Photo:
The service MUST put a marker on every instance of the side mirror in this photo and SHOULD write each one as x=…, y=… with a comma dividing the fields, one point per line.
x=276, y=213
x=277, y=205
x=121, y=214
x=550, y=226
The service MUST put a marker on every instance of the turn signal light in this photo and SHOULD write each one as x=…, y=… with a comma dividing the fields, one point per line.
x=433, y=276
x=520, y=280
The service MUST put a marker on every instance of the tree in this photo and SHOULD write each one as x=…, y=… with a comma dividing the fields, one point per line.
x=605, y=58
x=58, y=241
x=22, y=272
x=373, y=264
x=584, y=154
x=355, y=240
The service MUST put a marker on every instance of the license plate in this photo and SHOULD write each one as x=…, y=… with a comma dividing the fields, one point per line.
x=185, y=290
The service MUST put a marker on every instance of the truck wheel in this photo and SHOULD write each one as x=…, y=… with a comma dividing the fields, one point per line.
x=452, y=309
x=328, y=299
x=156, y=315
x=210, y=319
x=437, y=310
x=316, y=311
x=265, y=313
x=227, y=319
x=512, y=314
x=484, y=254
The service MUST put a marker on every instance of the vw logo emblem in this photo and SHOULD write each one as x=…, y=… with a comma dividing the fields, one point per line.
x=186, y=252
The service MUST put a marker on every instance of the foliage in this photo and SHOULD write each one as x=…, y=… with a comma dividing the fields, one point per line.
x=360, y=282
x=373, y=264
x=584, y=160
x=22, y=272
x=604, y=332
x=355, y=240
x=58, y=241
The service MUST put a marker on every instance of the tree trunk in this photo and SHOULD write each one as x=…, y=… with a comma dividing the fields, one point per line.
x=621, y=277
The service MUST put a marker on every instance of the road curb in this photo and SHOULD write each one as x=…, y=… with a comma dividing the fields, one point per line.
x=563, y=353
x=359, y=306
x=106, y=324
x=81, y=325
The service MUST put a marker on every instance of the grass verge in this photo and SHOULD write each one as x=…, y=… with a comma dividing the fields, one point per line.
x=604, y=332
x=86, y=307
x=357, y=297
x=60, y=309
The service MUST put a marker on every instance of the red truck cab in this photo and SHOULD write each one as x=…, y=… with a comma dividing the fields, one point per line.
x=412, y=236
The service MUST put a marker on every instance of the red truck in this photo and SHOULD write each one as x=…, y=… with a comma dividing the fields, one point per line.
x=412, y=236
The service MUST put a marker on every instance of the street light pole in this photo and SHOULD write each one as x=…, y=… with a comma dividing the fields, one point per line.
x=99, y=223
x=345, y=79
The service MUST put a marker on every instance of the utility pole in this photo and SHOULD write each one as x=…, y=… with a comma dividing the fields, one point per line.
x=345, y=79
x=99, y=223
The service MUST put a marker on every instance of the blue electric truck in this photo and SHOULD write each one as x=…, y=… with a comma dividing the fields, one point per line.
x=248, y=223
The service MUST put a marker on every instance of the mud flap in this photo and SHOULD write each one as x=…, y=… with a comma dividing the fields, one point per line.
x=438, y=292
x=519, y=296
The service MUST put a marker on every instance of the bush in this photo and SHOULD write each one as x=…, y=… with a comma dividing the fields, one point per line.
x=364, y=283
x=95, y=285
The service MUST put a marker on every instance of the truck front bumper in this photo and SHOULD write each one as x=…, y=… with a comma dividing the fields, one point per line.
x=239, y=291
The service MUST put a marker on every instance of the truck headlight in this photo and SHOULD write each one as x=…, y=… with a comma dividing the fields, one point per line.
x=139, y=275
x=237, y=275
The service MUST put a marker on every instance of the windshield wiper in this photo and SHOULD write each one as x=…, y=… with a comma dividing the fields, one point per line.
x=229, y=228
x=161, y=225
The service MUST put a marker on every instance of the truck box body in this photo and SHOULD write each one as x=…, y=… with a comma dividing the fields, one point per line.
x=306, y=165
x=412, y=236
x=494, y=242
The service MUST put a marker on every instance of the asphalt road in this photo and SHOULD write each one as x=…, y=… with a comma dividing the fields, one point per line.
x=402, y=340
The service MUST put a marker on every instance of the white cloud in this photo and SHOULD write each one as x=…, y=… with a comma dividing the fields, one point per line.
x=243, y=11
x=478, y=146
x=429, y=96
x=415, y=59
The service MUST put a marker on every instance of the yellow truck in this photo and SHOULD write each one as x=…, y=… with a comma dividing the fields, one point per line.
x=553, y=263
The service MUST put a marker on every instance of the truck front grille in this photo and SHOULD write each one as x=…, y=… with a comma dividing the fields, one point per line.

* * *

Transcribe each record shown above, exactly.

Exercise solution:
Photo:
The service MUST put a marker on every instance of the side mirror in this photo and SHOULD write each one as x=…, y=… with a comma dividing the fields, one point per line.
x=276, y=213
x=277, y=205
x=121, y=214
x=550, y=226
The service MUST put a marker on every instance of the turn signal light in this photo and SHOULD write each one as x=…, y=… with a comma dividing the fields, one point per line.
x=433, y=276
x=520, y=280
The service MUST put a marker on every instance of the tree in this photo and SHOULD write each one as x=…, y=… with a comma dividing the fields, one point per line.
x=605, y=58
x=58, y=241
x=22, y=272
x=373, y=264
x=584, y=154
x=355, y=240
The service MUST put a marker on every instance of the license plate in this photo and SHOULD write each one as x=…, y=… with a comma dividing the fields, one point per line.
x=185, y=290
The service MUST put a marker on every instance of the truck wheel in this photo and SHOULD write each one as x=…, y=… with a comma dividing the fields, one point per line.
x=452, y=309
x=328, y=299
x=156, y=315
x=210, y=319
x=437, y=310
x=316, y=311
x=265, y=313
x=227, y=319
x=512, y=314
x=484, y=254
The service MUST put a marker on every instance of the vw logo emblem in this photo and SHOULD write each one as x=…, y=… with a comma dividing the fields, one point per line.
x=186, y=252
The service MUST put a marker on every instance of the foliage in this photo and SHOULD write each one as x=…, y=… with a comma dividing the fields, one point per line.
x=360, y=282
x=373, y=264
x=584, y=160
x=22, y=272
x=604, y=332
x=355, y=240
x=58, y=241
The service MUST put a marker on every instance of the tree trunk in this photo and SHOULD write each one as x=…, y=… with a comma dividing the fields, one point per line.
x=621, y=277
The service MUST put a marker on every instance of the road curb in this photo and SHOULD write each one as x=…, y=… with a comma dividing the fields, one point per line.
x=563, y=353
x=359, y=306
x=106, y=324
x=81, y=325
The service MUST put a marker on every instance of the grass verge in this photo and SHOULD write each one as x=…, y=… with a comma dividing the fields, one point per line.
x=604, y=332
x=86, y=307
x=357, y=297
x=60, y=309
The service MUST put a marker on every instance of the red truck cab in this photo and SHOULD write each one as x=…, y=… with a comma dividing the fields, one point per line.
x=412, y=236
The service MUST put a marker on every instance of the red truck in this photo and SHOULD write each one as x=…, y=… with a comma dividing the fields, one point per line.
x=412, y=236
The service MUST put a marker on every instance of the street light pole in this photo and SHOULD write each one as x=…, y=… with a comma dividing the fields, one point per line.
x=99, y=223
x=345, y=79
The service MUST put a marker on every instance of the utility pole in this photo and SHOULD write each one as x=…, y=… with a comma dividing the fields, one point per line.
x=345, y=79
x=99, y=223
The service MUST put a marker on every instance of the blue electric truck in this photo and SHOULD write each one as x=…, y=… with a comma dividing the fields, one point per line.
x=248, y=223
The service MUST put a marker on every instance of the mud flap in this photo and SHOULD write each one as x=…, y=… with a comma dividing the fields, one point per line.
x=438, y=292
x=519, y=296
The service MUST put a marker on every instance of the bush in this photo and SHOULD write each one as x=…, y=… with a comma dividing the fields, one point per line.
x=364, y=283
x=95, y=285
The service MUST put a marker on every instance of the truck front bumper in this photo and SHOULD write each one as x=…, y=… with a comma dividing the fields, one point per line.
x=239, y=291
The service MUST put a marker on every instance of the truck headlight in this photo and SHOULD write each one as x=…, y=… with a comma dividing the fields, one point per line.
x=139, y=275
x=237, y=275
The service MUST put a marker on every instance of the windshield wiper in this photo and SHOULD write each one as x=…, y=… with a comma dividing the fields, one point per line.
x=229, y=228
x=161, y=225
The service MUST put a marker on every instance of the truck box body in this photo and SHOULD write each one as x=…, y=… with a comma dividing the fields, one point per line.
x=306, y=165
x=412, y=236
x=494, y=242
The service MUST put a marker on every instance of the asphalt road in this photo and SHOULD write each one as x=…, y=… with a comma dividing the fields, one point per line.
x=402, y=340
The service MUST put a marker on every instance of the white cloud in this photo and SHOULD write each one as x=…, y=… with a comma dividing the fields, one point per line.
x=243, y=11
x=478, y=146
x=429, y=96
x=415, y=59
The service MUST put a marker on every instance of the yellow truck in this photo and SHOULD write each one as x=…, y=… with a comma dividing the fields, one point per line.
x=553, y=263
The service MUST put a marker on every instance of the truck front grille in this photo and SHOULD write each one as x=…, y=… with a comma dividing the fields, one point per line.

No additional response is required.